+++ ВЫБРАННЫЙ ОТРЫВОК +++

Главная / Газета 6 Июля 2007 г. 00:00 / Культура

Нежная футуристка

Елена ГУРО (1877, Петербург – 1913, Усикирко, Выборгской губернии, Финляндия)

Из антологии Евгения Евтушенко «Десять веков русской поэзии»

– Мама, а Дон Кихот был добрый?
– Добрый.
– А его били… Жаль его… А зачем?
– Чтобы были приключения, чтобы читать было смешно.
– Бедный, а ему больно, и он добрый. Как жаль, что он уже умер. А он умер давно?
– Ах, отстань, не всё ли равно?.. Это сказка, Леля, Дон Кихота не было никогда.
– А зачем же написали книжечку тогда? Мама, а неужели в книжечке налгали?
– Ты мешаешь мне шить, пошла спать.
– Если книжка лжет, значит, книжка злая. Доброму Дон Кихоту худо в ней. А он стал живой, он ко мне приходил вчера, сел на кроватку, повздыхал и ушел…

shadow
Этот исполненный всепоглощающей нежности этюд написала легкой воздушной акварелью художница и поэт Елена Гуро о своем единственном, безвременно ушедшем сыне, по некоторым сведениям скорее вымечтанным, чем существовавшим. Но и несуществующее иногда реальней самой реальности. В ее книге «Небесные верблюжата» он один из всегда неожиданных и всегда ожидаемых гостей, ибо он то и дело появляется или в строках, или между строк. И она ведет с ним диалоги скорее не матери с ребенком, а одного ребенка с другим. Он подарил ей свое детство. Он, не наговорившийся в жизни, не наглядевшийся на жизнь досыта, когда не хватает ему слов, разговаривает с матерью не всегда словами, но иногда и глазами или то учащающимся, то перехватываемым дыханием. Ее душа как будто снова беременна им, она его снова вынашивает в сновидениях.

+++ ИСХОДНЫЕ ДАННЫЕ +++

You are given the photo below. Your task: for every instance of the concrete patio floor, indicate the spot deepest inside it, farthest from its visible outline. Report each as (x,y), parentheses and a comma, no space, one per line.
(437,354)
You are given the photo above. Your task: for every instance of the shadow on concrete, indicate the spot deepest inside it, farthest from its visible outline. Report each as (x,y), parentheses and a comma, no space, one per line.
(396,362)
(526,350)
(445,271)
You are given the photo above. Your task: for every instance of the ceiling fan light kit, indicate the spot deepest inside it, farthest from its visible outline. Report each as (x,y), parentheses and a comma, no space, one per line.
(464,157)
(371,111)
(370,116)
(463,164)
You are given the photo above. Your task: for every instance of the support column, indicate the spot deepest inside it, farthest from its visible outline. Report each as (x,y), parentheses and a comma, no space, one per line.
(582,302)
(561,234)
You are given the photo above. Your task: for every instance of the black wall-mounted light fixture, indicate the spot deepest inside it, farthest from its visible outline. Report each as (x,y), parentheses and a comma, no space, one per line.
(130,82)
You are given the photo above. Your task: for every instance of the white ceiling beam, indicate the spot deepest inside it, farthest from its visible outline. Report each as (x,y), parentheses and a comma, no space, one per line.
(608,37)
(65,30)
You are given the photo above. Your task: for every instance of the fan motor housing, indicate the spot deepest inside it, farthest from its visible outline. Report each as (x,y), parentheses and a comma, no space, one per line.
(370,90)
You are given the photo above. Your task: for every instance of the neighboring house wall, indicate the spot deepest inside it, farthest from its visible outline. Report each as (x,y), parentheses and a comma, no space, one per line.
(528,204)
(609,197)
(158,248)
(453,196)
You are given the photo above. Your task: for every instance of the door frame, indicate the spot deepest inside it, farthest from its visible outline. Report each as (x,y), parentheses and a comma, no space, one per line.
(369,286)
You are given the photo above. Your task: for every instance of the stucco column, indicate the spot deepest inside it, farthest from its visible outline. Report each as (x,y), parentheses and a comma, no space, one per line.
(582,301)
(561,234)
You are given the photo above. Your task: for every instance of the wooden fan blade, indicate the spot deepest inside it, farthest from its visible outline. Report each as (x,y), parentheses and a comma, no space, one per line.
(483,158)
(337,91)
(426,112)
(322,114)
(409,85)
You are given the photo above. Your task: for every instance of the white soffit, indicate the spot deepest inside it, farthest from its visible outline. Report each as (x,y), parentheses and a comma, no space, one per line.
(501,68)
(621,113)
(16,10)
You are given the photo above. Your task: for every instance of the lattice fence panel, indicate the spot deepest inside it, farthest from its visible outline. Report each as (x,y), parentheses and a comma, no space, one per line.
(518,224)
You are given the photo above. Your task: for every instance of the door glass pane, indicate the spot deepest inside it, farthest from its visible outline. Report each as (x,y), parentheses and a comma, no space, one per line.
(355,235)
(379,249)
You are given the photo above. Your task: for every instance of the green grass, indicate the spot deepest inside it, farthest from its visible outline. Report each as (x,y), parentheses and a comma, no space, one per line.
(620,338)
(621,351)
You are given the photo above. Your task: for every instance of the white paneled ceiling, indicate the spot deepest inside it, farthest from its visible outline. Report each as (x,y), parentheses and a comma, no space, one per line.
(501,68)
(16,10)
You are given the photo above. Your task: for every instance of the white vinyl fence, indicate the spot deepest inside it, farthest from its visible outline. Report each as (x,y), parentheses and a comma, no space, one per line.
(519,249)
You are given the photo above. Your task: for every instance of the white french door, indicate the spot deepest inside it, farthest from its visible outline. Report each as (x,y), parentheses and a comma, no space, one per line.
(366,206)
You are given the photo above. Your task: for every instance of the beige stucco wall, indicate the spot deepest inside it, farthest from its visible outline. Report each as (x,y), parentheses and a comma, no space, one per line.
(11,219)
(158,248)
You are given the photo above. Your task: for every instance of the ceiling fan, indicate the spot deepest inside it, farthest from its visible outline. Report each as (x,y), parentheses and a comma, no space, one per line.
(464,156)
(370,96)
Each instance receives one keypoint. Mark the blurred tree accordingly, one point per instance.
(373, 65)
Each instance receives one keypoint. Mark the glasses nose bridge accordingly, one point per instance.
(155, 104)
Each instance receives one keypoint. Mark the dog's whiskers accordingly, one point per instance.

+++

ВАШИ ЗАДАНИЯ:
1: Соберите все строки листинга, в которых встречается слово «accordingly».
2: Продолжите текст о Елене Гуро, начав сразу после его последнего приведенного предложения.

ОТВЕТЫ К ЗАДАНИЯМ:
1:
Each instance receives one keypoint. Mark the blurred tree accordingly, one point per instance.
Each instance receives one keypoint. Mark the glasses nose bridge accordingly, one point per instance.
Each instance receives one keypoint. Mark the dog's whiskers accordingly, one point per instance.

2:
«Шел дождь, было холодно. У вокзала в темноте стоял человек и мок. Он от горя забыл войти под крышу. Он не заметил, как промок и озяб. Он даже нечаянно стал под самый сток… Он не заметил, что озяб, как поглупевшая, бесприютная птица, и мок. А сверху на него толстыми струями, пританцовывая и смеясь, лилась – вода… Дня через три после этого он умер. Это был мой сын, мое единственное, мое несчастное дитя. Это вовсе не был мой сын, я его не видела никогда, но я его полюбила за то, что он мок, как бесприютная птица, и от глубокого горя не заметил этого».

Поражает тонкость и чистота души, как будто усвоенная от собственного сына, ставшего матери чем-то вроде отца или старшего брата, несмотря на остановившийся навсегда его возраст. Сын приходит к ней, чтобы объяснить каждым своим появлением, что она вовсе не потеряла его, что он пребывает в одном мире с нею, оправдывая ее существование на земле. В том и есть великий секрет женщин, что их материнство продолжается даже после смерти детей.

Иногда она воображала, что он умер не на воле, а в какой-то зловонной отвратительной тюрьме, ибо всё, что не осквернено кровью и ложью, переживает унизительно оскорбляющую нас своими нравственными нечистотами так называемую свободу, как будто она – это средневековое подземелье инквизиции или призрак гулаговского барака.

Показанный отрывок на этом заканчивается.